Goal: Copy out every line of the material below, word for word.

[Object position labeling entries]
----------------
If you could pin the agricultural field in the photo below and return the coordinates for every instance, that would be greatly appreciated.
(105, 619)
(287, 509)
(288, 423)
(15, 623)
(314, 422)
----------------
Output for this exercise:
If you could pin the agricultural field in the photo below and return the coordinates for every instance, that would be greatly appreciated.
(105, 619)
(287, 509)
(288, 423)
(15, 623)
(314, 422)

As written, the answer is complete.